Détective Conan - L'étoile à 1 million de dollars est le 27e long métrage inspiré du manga créé par Gosho Aoyama. Il sort en salle au Japon le 12 avril 2024. Tandis que Eurozoom était tenté de jeter l'éponge après trois grosses déconvenues successives, TMS Entertainment a toutefois souhaité quand même proposer une sortie en salle de ce film en France. Pour limiter les pertes, Eurozoom a cependant été contraint de renonçer à faire doubler le film, qui n'est donc cette fois diffusé qu'en version originale sous-titrée. Il est proposé au cinéma à partir du 19 juin 2024 dans certains cinémas acceptant de le proposer. Il n'est pas distribué au Québec.
N.B. : Si l'envie vous en prend d'alterner la lecture du manga avec les films, sans tenir compte de la série télévisée, j'ai établi une Chronologie Films / Mangas où je préconise de placer celui-ci entre les dossiers 2 et 3 du volume 106.
Hakodate, région d'Hokkaido. Une carte de Kaito Kid est retrouvée dans les entrepôts du groupe Onoe. En même temps, un cadavre tailladé d'une croix à la poitrine est découvert dans le quartier des entrepôts de Hakodate. La piste mène l'enquête au "vendeur de mort", un Américain d'origine japonaise opérant comme marchand d'armes dans le bassin asiatique. Place à une chasse au trésor épique !
La confrontation cinématographique de Conan avec Kaito Kid est toujours en soit un gros évènement, tout comme c'est une grande tradition dans l'univers de fiction créé par Gosho Aoyama. Leur rivalité est d'autant plus succulente quand on sait que Kaito Kid est né six ans avant Détective Conan et que les personnages du premier sont, plus ou moins devenus malgré eux, des prototypes involontaires du second. D'où le fait que Kaito et Conan se ressemblent énormément. A sa décharge, Magic Kaito paru en 1988 n'a pas rencontré le succès escompté, le manga s'est donc rapidement interrompu au bout de 2 seuls volumes, Gosho Aoyama mettant alors à profit son temps sur un autre titre, Yaiba, qui, lui, va rencontrer le succès. Quand Yaiba s'interrompt au bout de six ans, Gosho Aoyama reprend la publication partielle de quelques nouveaux chapitres de Magic Kaito, qui ne rencontre malheureusement pas plus de succès, mais c'est surtout le lancement de Détective Conan en 1994 qui va tout changer. Le plébiscite autour du petit détective faussement binoclard est alors unanime. Gosho Aoyama doit, à nouveau et à regrets, ranger le costume de Kaito Kid, qu'il affectionne pourtant beaucoup parce qu'il est, d'après la légende, une sorte de caricature de Gosho Aoyama par lui-même. Il faut dire que Détective Conan est un peu né de plusieurs idées initialement dévouées à Magic Kaito. Une sombre organisation criminelle d'hommes en noir, un protagoniste avec un sens éguisé pour la déduction, une petite amie un peu tête en l'air mais doté d'un fort caractère et dont le père est policier, un meurtre mystérieux qui sert de fil rouge narratif, une pierre précieuse dont on raconte qu'elle permettrait la vie éternelle... Bref, autant d'éléments à peine aménagés qui ont été repris pratiquement tels quels pour Détective Conan. Pour autant, la formule d'enquête policière a été bien mieux accueillie par le public japonais, puis international, que celui du voleur transformiste. Il faut dire aussi que Conan n'avait pas vraiment à faire face à un tout aussi célèbre Lupin III qui joue un peu sur le même terrain de prédilection que Magic Kaito. Conan a eu un boulevard qui s'est ouvert devant lui, sans aucun concurrent sérieux pour lui ravir le trône.
┄┄┄┄┄┄
_CONSIGNE A_
D'après le texte sur le film Détective Conan, à partir de quelle date le film est-il proposé au cinéma en France ?
Le texte et les entrées n'ont aucun lien entre eux.

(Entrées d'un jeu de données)
┄┄┄┄┄┄
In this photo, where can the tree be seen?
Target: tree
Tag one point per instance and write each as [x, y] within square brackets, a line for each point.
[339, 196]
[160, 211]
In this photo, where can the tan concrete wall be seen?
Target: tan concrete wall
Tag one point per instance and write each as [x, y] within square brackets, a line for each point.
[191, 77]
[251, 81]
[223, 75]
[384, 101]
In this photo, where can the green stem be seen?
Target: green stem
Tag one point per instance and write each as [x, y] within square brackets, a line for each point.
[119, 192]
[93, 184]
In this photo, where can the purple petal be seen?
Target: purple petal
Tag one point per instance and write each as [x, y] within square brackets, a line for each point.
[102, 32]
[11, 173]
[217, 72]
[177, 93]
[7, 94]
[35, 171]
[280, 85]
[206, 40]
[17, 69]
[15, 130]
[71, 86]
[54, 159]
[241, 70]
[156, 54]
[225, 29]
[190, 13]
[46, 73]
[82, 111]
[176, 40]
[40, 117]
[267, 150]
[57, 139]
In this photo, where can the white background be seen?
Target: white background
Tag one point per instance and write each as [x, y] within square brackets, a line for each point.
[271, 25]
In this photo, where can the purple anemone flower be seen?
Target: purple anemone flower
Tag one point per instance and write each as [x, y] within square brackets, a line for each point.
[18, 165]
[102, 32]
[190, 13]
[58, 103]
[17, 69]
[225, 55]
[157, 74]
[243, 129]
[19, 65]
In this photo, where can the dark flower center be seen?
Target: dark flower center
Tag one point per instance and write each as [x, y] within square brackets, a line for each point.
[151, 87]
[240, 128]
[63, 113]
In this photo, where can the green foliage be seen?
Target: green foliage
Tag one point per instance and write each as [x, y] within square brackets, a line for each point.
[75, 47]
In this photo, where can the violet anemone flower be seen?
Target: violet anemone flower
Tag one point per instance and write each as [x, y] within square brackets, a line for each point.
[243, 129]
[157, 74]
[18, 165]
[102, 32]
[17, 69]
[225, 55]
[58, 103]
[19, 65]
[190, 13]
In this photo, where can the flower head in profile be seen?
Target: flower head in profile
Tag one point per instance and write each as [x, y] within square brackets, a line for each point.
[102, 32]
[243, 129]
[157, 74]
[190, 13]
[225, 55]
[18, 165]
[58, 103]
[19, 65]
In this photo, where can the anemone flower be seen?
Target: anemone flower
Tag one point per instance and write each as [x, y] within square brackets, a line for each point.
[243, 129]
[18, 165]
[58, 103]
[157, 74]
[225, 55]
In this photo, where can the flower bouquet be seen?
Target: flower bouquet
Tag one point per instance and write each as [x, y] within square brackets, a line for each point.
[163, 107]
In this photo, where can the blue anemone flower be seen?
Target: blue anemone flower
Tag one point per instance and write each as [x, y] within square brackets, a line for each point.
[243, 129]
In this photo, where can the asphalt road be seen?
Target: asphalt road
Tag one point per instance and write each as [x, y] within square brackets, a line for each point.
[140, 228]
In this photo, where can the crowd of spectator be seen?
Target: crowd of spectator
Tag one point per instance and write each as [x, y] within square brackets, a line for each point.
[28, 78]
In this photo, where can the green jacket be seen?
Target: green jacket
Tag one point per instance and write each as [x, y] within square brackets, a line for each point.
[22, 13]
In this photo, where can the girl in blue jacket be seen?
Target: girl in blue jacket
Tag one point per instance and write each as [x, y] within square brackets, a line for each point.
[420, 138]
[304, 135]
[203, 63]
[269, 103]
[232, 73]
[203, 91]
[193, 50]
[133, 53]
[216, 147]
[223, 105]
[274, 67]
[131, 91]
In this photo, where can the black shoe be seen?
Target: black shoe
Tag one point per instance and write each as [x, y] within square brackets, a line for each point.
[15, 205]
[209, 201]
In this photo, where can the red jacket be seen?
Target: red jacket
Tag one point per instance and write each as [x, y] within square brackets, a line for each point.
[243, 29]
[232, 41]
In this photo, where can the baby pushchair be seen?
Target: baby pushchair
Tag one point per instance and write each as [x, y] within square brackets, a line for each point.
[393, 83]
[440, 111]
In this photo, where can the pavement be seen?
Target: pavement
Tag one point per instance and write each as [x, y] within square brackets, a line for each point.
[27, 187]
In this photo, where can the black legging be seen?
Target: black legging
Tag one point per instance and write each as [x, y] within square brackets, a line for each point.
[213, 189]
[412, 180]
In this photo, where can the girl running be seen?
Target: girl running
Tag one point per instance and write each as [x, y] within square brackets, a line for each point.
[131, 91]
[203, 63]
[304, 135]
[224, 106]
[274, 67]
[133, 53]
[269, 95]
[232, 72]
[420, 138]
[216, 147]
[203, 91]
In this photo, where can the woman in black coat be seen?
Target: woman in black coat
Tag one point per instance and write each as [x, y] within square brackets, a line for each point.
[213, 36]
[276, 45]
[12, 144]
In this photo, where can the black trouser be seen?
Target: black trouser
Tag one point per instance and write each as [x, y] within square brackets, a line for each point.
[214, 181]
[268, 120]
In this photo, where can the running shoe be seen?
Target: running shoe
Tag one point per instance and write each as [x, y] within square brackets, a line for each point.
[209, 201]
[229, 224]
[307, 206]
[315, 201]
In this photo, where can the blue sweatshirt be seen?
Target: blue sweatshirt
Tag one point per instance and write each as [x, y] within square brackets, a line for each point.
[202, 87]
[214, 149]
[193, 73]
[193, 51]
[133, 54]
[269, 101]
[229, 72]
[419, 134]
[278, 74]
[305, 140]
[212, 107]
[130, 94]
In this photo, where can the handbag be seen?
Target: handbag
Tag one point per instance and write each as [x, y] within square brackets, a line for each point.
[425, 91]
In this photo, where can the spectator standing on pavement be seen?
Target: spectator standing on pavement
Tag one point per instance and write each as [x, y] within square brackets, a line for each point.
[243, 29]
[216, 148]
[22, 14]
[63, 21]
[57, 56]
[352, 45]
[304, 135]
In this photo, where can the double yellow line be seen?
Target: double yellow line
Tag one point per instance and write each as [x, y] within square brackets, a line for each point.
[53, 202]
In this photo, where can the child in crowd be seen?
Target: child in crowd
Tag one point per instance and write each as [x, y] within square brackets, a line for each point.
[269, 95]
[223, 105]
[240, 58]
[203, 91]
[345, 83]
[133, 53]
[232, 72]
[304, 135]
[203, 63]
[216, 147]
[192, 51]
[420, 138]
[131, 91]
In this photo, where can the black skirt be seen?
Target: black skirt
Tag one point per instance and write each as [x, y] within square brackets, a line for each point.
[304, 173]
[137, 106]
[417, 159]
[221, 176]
┄┄┄┄┄┄
_CONSIGNE B_
Trouvez toutes les lignes des entrées qui contiennent le mot « woman » et recopiez-les.

_RÉSULTAT A_
À partir du 19 juin 2024.

_RÉSULTAT B_
In this photo, where can the woman in black coat be seen?
Target: woman in black coat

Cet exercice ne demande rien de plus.